──────── Data records ────────
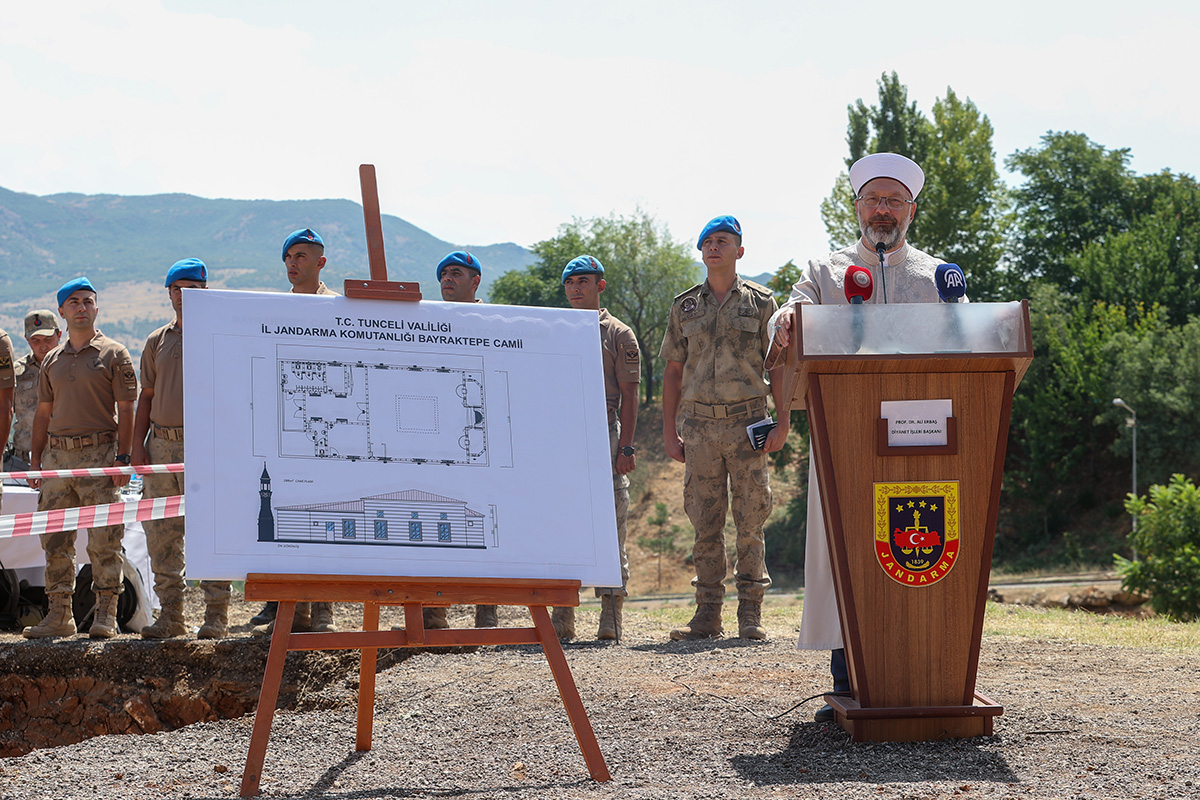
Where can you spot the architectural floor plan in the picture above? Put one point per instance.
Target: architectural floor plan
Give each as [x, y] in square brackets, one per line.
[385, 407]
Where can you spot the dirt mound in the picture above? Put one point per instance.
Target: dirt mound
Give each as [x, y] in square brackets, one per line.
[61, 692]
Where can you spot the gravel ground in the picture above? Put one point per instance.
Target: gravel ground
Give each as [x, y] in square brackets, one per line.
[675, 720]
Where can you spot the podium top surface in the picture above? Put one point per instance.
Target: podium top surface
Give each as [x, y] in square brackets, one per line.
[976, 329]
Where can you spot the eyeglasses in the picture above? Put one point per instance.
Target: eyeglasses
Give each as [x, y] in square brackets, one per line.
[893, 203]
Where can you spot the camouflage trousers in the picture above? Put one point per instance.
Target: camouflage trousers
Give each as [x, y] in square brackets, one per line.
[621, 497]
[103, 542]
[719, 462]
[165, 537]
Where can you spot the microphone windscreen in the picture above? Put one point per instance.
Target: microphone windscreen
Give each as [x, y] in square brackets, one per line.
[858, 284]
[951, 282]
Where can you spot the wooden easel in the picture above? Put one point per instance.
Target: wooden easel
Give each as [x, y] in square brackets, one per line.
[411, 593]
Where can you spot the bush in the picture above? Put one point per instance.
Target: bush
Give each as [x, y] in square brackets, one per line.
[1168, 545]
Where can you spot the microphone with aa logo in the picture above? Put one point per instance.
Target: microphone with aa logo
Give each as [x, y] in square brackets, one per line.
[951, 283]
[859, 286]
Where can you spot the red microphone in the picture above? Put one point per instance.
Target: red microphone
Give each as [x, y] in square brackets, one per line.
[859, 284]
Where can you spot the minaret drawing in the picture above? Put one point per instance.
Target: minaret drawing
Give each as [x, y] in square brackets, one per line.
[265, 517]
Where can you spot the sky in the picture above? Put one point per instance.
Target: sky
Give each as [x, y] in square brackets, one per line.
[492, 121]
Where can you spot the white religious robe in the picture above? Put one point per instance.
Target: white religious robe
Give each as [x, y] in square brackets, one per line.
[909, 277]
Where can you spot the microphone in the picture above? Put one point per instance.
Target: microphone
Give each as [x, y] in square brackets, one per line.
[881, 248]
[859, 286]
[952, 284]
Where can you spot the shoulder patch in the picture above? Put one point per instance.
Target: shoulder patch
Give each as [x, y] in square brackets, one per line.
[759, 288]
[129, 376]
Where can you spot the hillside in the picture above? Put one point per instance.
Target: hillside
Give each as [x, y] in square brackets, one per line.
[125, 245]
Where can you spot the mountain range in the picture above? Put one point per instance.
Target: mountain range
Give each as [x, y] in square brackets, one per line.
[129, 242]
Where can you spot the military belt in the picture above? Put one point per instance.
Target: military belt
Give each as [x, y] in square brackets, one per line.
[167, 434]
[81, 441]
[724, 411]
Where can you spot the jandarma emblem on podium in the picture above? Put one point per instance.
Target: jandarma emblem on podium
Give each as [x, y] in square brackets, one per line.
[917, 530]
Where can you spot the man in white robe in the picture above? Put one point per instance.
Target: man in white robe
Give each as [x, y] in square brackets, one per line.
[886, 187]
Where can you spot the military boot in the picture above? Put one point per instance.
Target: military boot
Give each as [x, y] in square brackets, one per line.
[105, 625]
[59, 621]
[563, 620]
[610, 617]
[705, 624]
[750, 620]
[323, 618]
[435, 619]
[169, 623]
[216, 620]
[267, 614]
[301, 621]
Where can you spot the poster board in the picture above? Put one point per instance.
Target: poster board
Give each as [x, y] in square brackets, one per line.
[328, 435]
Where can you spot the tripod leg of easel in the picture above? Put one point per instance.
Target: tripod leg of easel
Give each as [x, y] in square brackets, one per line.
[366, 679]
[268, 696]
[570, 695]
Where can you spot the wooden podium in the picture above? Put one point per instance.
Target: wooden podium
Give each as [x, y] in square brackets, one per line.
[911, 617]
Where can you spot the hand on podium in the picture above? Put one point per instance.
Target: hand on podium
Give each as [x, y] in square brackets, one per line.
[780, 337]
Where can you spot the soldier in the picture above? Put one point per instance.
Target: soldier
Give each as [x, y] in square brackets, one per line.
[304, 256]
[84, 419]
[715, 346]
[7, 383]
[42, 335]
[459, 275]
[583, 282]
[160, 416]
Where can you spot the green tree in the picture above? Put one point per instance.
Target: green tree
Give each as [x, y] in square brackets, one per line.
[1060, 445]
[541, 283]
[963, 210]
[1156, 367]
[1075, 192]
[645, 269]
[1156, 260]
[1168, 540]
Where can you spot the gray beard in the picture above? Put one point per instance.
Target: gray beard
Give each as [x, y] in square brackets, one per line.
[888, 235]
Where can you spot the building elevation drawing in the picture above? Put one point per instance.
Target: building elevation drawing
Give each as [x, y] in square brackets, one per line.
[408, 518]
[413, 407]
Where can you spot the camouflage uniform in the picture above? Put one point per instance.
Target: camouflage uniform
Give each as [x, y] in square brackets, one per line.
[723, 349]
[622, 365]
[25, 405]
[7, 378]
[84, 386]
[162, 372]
────────
*Task details*. Looking at the data above, return every line from the one with "Target: military boot" down to the one with "Target: soldier", exactly and inclusively.

*Response to this exercise*.
Target: military boot
Give each as [x, y] in square brackets, one per line.
[105, 625]
[59, 621]
[563, 620]
[610, 617]
[705, 624]
[750, 620]
[323, 618]
[435, 619]
[169, 623]
[216, 620]
[267, 614]
[301, 621]
Where can you spot the poster board in the picture above? Put one point per instance.
Target: poster board
Give each as [x, y] in square brackets, one per line.
[328, 435]
Where can you spot the tripod leg of easel in the picture above? Put one point per instance.
Target: tripod leg of easel
Give each as [x, y] in square brackets, one per line.
[366, 679]
[268, 696]
[570, 695]
Where can you spot the wooden podium in the picture above? Put one point per instance.
Target: wooden podium
Give each as [x, y] in square brackets, one per line.
[911, 617]
Where can you spot the hand on podium in the picture above? Put one point per instance.
Target: hand on podium
Give each as [x, y] in square brackets, one per line.
[780, 337]
Where can you spot the soldier in the picture above? Put one point per instance.
Target: soldier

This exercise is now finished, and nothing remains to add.